Document extract:
^^^^^^^^^^^^^^^^
Thanksgiving is one of the few chances I have to see my grand-nephew, Mason. The kid's just getting into everything, and he's got the same brown hair that I and my nieces have. There is no doubt in my mind he'll be a heartbreaker someday.
I look at my two nieces, Heather (Mason's mother) and Savannah, and it occurs to me that we all have roughly the same look -- a pile of brown curls, and dark eyes that peer from underneath.
Of course, it takes a certain amazing, powerful love to take someone who doesn't happen to be biologically related to you into your home and give them the support that their closer relatives in the world cannot -- but there are people who would never dream of having children, partly because they think they couldn't love a child that wasn't related to them. Evolutionarily, they might well be right -- but the point is moot for so many who are gay, lesbian, or transgendered; they face certain obstacles in the process of conceiving. Gay men and transwomen have a certain lack of womb and eggs, and gay women and transmen are of course sperm-free. Personally, even though I used to promise myself that I would adopt, if I ever wanted kids, I have found myself feeling deep loss that I'll never be able to feel what it is like to have another life growing inside me, due to being born male. (Also, for a long time, I didn't realize I'd ever start on estrogen, and wow, is the resulting increased awareness of the biological clock loud. I've already found myself daydreaming about what the baby's room is going to look like in extreme detail -- already picked out what kind of mobile I want over the crib! -- and it gives me pause every time it happens.)
Science, as so often happens, may be filling the void sooner than I ever thought it could happen. A recent BBC article talks about reactions to a technology that allows anybody with bone marrow to create sperm. Lesbian couples the world over can just pick whichever partner they wish to provide the spermatozoa, and voila -- egg plus sperm, and you've got insemination materials.
^^^^^^^^^^^^^^^^
Saved entries:
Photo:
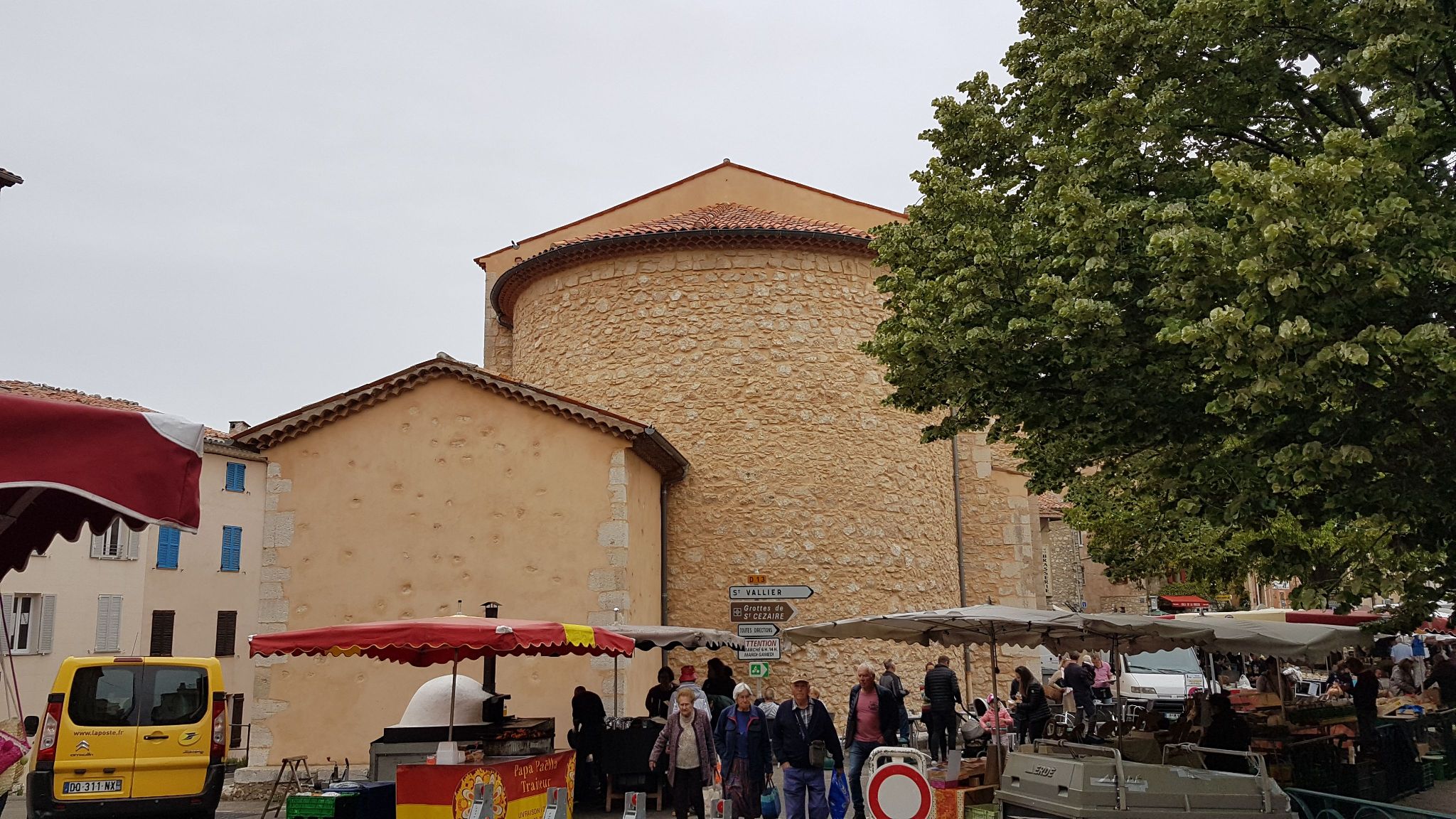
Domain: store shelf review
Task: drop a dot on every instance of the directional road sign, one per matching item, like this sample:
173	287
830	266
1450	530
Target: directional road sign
757	630
769	592
776	611
759	649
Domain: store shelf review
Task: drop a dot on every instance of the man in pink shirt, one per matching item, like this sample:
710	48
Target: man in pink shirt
872	722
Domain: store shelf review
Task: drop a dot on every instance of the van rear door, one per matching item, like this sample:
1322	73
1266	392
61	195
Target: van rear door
175	734
97	739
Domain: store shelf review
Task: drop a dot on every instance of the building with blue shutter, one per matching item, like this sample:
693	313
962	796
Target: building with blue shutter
158	591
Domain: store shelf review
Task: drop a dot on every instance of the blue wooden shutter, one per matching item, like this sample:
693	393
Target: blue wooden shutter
169	542
232	548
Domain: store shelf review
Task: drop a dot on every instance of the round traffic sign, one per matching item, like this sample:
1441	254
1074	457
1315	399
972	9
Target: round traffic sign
899	792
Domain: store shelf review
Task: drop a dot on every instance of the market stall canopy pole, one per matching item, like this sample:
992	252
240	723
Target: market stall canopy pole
69	466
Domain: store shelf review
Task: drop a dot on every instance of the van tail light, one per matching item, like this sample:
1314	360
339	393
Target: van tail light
219	726
50	729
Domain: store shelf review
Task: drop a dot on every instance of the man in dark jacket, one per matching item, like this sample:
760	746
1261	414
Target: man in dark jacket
800	723
892	681
589	719
943	691
1079	678
872	722
1443	677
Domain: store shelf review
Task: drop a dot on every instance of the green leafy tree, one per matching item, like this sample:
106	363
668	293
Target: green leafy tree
1207	248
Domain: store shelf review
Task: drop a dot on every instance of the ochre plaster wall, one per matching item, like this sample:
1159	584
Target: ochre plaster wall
441	493
749	363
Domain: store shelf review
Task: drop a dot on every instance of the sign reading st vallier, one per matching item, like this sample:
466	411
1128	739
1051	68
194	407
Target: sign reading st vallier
769	592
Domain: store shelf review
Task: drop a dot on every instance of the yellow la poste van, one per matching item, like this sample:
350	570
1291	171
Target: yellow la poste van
130	737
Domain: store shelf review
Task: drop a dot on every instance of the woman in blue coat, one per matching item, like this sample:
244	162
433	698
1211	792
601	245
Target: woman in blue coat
743	748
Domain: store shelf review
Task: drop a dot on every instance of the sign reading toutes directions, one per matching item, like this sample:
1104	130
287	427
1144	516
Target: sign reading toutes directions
759	649
757	630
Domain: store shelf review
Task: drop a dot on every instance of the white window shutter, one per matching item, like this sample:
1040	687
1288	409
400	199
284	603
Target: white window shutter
8	601
102	606
114	636
43	645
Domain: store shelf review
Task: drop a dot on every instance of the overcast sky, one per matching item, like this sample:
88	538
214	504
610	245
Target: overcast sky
233	210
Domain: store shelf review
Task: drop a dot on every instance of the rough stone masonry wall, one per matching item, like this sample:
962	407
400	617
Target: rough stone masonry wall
1066	557
749	363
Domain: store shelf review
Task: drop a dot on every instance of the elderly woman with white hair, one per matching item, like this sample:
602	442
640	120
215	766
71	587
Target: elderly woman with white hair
747	759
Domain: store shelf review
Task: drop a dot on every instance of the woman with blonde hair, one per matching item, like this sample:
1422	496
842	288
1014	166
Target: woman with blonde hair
743	746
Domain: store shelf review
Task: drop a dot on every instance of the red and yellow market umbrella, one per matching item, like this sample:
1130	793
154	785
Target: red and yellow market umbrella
436	640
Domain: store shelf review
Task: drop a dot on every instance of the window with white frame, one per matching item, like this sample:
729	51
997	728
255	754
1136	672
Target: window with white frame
117	542
29	621
108	624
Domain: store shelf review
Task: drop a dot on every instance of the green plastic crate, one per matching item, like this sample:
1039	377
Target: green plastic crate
308	805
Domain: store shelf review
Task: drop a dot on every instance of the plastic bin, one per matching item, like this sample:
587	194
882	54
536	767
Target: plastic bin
376	801
336	806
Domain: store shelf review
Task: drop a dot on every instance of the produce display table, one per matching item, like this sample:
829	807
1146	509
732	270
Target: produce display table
444	792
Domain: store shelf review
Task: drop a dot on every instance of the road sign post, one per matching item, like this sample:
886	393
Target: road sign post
769	592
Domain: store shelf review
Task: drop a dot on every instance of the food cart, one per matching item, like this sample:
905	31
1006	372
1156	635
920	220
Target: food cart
500	751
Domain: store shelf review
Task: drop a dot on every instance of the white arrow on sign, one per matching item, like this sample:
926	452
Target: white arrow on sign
757	630
769	592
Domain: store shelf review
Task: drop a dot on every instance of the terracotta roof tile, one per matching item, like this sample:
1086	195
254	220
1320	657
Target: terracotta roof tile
31	390
722	216
718	225
1051	505
646	441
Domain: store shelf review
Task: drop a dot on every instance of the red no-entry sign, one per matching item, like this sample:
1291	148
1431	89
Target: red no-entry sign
899	792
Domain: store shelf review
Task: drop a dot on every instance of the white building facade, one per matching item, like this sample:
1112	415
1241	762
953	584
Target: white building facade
158	592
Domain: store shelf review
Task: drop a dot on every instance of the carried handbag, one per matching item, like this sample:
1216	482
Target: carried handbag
769	802
839	795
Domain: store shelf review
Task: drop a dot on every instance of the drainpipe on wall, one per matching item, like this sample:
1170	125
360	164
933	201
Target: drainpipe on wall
661	512
960	542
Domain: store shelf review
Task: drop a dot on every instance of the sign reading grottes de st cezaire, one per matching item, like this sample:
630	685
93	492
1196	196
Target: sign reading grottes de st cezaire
769	592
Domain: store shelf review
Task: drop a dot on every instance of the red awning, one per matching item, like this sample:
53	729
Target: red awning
1186	601
69	466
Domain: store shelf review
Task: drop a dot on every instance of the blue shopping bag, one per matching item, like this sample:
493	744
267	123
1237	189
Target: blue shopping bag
839	795
769	802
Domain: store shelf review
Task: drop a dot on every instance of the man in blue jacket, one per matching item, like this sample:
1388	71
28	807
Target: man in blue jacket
798	724
872	722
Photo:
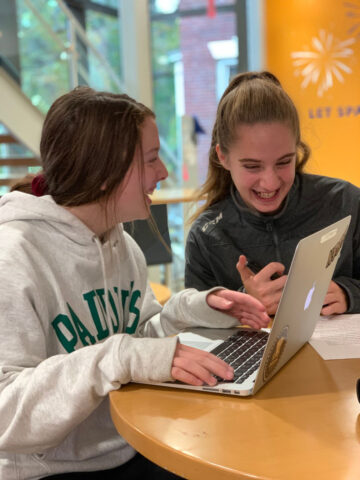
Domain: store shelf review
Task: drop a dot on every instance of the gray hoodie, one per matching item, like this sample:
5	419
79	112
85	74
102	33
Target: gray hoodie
71	311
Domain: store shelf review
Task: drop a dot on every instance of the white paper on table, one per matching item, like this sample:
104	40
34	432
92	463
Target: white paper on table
337	336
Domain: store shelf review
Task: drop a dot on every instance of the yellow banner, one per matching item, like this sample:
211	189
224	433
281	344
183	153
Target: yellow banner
313	47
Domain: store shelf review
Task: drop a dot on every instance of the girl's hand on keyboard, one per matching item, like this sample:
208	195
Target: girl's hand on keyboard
196	367
248	310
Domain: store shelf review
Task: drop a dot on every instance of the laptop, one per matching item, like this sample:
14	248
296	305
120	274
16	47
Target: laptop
257	355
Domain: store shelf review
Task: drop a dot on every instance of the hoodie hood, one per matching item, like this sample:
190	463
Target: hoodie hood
19	206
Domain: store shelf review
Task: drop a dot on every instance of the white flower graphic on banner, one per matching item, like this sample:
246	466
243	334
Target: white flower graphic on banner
324	63
353	12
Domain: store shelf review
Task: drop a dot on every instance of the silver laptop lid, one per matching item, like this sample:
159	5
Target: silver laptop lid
302	299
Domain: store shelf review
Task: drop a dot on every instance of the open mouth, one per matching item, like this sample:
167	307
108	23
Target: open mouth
267	196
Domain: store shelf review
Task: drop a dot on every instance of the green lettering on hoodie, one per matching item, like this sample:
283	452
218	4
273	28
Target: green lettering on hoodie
133	309
103	332
64	321
83	332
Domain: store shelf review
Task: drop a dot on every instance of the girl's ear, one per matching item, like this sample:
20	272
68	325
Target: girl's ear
222	157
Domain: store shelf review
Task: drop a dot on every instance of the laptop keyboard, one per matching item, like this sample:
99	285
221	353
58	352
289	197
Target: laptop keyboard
243	351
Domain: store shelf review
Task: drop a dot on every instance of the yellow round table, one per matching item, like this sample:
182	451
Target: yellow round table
303	425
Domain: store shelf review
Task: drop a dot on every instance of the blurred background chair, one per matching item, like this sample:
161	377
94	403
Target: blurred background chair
156	253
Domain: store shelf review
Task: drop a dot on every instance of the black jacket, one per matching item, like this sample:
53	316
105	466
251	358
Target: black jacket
229	228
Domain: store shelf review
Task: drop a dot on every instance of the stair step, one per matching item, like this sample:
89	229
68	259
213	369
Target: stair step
7	138
20	162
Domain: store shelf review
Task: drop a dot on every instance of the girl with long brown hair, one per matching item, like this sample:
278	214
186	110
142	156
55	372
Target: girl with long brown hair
259	203
75	299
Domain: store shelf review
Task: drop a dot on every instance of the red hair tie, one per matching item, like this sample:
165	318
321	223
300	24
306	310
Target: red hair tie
38	185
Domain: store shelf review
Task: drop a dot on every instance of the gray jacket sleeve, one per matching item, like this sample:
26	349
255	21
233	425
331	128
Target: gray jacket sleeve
198	273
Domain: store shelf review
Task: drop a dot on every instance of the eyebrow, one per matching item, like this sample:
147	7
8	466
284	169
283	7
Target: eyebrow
152	150
243	160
^^^^^^^^^^^^^^^^
Work to be completed: According to the essay on family resemblance and conception, what does the technology in the BBC article allow?

Answer to this problem: It allows anybody with bone marrow to create sperm.